# Start of Listed entries

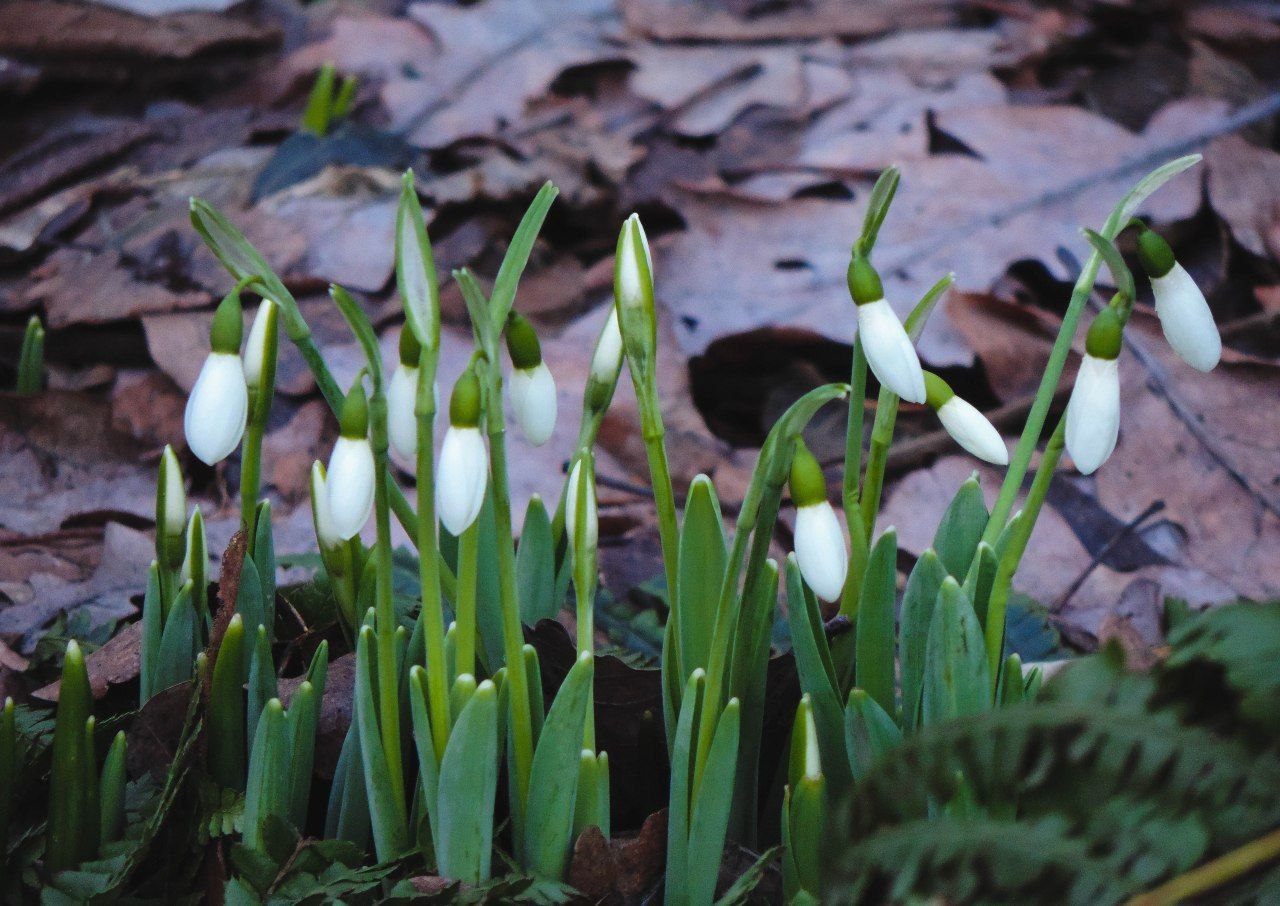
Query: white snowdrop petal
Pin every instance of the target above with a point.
(608, 349)
(321, 513)
(401, 420)
(972, 430)
(218, 408)
(1093, 413)
(571, 498)
(1185, 319)
(890, 352)
(461, 477)
(351, 485)
(821, 552)
(533, 397)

# End of Listed entries

■ **What to produce**
Please recast every line of the listing above as a JSON list of strings, one string per line with blank lines dropped, and leave out the pictures.

■ **Result of the task**
[
  "Query: white snowdrop petal",
  "Pin every instance of the target above with a point.",
  "(608, 349)",
  "(321, 513)",
  "(401, 420)",
  "(972, 430)",
  "(218, 408)",
  "(1093, 413)",
  "(571, 498)",
  "(1185, 319)",
  "(890, 352)",
  "(461, 477)",
  "(351, 485)",
  "(821, 552)",
  "(533, 397)"
]